__WORK REQUIRED__:
In the lines below, swap "office building window" for "tower window" and reproduce everything else unchanged. Omit the pictures from your reply.

# DATA RECORDS start

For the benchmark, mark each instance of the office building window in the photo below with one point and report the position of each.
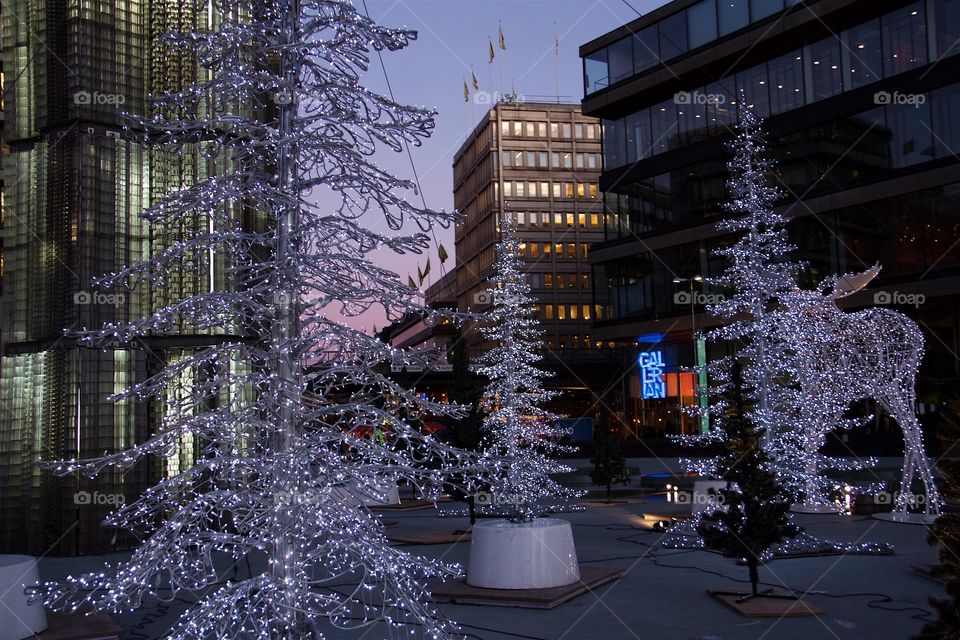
(673, 36)
(862, 54)
(702, 23)
(620, 60)
(646, 49)
(904, 39)
(947, 14)
(732, 15)
(786, 82)
(760, 9)
(823, 65)
(752, 83)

# DATA RECORDS end

__RESPONSE__:
For the benchmark, mark each instance of the tower window in the photo below with one point and report the position of each.
(673, 36)
(862, 54)
(702, 23)
(620, 60)
(646, 49)
(904, 39)
(947, 14)
(732, 15)
(786, 82)
(760, 9)
(823, 65)
(752, 83)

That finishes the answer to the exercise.